Your job with the data below is to output exactly the lines from the one holding "Select man in" down to the one holding "Select wooden house.", both included, and no others.

▸ **Data to process**:
---+---

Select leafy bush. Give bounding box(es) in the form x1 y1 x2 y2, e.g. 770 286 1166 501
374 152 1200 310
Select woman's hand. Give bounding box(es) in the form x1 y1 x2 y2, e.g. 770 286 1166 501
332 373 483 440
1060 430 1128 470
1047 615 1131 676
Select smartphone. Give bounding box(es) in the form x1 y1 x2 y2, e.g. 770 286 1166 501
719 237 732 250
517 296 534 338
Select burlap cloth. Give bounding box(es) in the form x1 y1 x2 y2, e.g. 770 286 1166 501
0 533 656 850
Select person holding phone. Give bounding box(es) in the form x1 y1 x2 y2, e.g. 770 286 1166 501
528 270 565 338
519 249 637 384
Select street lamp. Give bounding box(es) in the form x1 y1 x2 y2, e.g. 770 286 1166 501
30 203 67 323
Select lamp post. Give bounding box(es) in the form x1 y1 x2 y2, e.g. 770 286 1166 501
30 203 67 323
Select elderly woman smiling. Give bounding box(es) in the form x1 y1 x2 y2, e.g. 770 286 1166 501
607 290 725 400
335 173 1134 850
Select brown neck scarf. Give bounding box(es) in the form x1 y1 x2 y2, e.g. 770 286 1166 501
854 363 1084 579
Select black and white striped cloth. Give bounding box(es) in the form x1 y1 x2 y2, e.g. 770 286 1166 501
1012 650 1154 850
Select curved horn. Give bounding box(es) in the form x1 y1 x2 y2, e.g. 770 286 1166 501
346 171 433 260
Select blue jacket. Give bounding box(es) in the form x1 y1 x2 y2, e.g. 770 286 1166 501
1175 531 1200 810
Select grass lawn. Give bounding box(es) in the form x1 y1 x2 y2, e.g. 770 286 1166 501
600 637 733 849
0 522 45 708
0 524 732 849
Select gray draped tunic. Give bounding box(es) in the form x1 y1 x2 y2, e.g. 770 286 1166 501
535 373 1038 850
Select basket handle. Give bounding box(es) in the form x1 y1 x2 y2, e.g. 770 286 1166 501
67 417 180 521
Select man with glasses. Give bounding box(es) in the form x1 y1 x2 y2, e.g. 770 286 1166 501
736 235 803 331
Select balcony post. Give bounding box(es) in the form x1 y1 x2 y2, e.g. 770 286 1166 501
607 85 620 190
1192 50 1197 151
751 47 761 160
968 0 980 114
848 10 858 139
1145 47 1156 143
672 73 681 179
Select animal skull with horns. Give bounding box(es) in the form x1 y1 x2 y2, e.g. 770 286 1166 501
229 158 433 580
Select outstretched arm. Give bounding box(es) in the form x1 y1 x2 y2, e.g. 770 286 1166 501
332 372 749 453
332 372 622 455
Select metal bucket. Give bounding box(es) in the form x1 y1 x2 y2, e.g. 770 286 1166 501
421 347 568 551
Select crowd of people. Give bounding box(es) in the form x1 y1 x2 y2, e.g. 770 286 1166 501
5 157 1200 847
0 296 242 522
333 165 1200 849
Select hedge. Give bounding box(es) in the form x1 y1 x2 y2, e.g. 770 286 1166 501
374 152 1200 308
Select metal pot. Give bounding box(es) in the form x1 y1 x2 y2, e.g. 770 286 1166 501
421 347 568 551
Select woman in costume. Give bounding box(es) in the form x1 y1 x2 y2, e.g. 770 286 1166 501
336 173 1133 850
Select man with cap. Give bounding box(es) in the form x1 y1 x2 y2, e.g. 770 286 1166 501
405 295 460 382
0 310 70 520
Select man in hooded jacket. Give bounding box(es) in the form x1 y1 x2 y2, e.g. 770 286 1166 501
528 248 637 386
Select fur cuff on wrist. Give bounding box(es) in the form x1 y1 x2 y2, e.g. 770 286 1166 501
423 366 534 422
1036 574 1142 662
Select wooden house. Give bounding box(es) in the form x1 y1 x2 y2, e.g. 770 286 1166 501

---+---

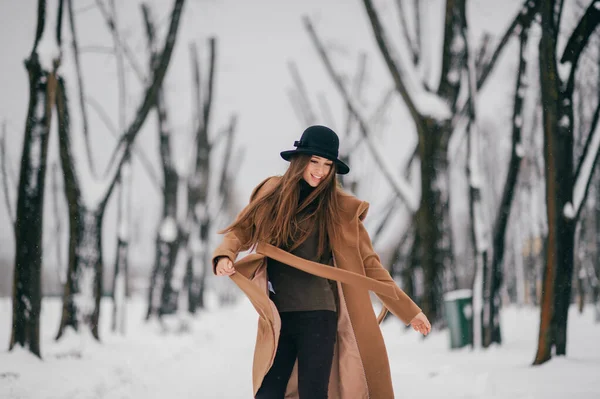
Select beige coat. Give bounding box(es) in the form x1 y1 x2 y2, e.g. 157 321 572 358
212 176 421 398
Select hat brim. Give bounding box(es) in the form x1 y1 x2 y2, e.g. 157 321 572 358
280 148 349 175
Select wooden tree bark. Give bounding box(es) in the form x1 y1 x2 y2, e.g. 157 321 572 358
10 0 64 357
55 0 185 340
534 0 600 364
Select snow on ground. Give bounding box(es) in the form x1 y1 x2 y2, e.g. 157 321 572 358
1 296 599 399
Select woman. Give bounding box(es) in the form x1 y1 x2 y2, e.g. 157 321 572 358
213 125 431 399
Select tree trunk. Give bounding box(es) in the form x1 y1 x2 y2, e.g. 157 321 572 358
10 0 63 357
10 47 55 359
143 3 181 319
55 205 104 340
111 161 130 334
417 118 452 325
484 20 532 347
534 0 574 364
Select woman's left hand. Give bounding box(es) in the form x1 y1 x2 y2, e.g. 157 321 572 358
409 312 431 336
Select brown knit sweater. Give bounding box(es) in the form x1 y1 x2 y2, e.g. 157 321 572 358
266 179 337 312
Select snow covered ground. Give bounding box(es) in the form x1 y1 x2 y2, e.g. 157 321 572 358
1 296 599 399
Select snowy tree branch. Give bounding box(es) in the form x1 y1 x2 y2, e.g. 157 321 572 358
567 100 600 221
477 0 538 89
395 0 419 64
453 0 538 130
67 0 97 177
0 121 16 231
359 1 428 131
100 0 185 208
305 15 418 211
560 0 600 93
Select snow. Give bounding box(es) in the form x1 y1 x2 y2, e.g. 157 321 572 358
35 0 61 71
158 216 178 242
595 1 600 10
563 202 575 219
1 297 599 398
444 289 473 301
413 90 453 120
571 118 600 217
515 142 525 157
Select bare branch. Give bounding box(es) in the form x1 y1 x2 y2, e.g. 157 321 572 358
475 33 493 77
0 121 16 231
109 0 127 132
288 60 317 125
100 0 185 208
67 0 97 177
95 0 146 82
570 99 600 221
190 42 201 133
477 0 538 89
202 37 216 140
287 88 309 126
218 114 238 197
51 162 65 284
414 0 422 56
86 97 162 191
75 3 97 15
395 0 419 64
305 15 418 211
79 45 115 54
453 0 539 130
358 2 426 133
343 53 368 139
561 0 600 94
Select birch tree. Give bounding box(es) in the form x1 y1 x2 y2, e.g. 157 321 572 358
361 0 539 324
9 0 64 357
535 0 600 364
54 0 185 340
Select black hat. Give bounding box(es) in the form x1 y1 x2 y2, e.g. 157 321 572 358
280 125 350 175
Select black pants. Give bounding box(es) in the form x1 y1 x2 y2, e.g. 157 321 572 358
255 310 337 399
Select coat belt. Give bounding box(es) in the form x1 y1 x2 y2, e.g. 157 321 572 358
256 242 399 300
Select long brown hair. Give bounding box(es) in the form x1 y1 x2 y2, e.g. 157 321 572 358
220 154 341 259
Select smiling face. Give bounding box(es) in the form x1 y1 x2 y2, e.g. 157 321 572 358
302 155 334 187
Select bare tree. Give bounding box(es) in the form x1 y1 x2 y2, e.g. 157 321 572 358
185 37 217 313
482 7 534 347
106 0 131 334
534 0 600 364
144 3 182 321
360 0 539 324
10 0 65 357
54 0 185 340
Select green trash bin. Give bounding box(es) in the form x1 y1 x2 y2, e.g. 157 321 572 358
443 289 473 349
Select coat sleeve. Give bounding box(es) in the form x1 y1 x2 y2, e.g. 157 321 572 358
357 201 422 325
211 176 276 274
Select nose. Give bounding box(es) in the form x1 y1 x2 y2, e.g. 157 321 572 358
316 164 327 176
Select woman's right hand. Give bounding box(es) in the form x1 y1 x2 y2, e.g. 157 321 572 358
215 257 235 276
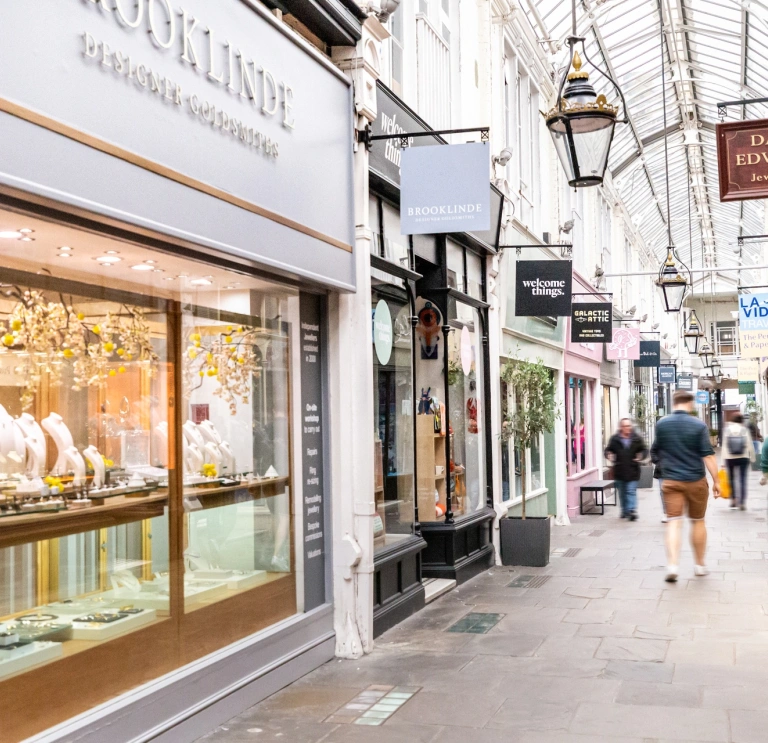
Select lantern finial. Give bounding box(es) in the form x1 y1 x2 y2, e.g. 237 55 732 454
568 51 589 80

---+---

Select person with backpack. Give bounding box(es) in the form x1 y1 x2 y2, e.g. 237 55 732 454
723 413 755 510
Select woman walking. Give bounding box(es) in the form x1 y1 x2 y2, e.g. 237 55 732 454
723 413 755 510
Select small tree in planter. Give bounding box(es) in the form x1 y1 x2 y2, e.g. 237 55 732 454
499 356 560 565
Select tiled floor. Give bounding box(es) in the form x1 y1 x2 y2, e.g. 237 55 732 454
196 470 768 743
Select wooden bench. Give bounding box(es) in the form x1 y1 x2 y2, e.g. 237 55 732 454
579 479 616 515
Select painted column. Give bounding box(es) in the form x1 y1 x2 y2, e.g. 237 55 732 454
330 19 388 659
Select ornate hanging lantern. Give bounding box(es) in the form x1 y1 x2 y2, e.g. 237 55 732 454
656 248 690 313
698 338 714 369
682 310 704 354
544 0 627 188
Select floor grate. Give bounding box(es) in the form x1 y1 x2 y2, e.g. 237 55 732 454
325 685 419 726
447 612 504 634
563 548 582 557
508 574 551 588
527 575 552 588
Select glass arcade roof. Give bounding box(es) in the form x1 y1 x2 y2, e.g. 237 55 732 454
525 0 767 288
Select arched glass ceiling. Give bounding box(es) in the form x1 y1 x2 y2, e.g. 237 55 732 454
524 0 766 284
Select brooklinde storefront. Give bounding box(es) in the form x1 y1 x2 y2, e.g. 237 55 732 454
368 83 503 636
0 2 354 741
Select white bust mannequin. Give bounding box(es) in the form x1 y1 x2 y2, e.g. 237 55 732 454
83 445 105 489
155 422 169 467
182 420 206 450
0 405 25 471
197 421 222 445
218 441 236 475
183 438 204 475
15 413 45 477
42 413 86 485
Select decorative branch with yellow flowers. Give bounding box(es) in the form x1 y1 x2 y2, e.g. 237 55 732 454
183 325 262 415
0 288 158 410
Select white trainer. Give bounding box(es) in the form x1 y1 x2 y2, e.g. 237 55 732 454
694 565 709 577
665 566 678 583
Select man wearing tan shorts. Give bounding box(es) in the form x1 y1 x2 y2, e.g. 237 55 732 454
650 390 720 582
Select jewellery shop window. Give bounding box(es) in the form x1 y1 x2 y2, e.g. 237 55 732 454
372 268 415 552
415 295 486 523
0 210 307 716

---+---

▸ **Answer to this problem**:
Select man in hooded jacket. Give bounding box(es) in the form x1 y1 x2 y2, e.g. 770 286 1166 501
528 248 637 386
Select fur cuff on wrist. Give bounding box(es) in the form x1 y1 x2 y2, e.g. 770 286 1166 501
423 366 534 422
1036 574 1142 662
Select wooden house. Give bounding box(es) in the form x1 y1 x2 y2, e.g. 770 286 1166 501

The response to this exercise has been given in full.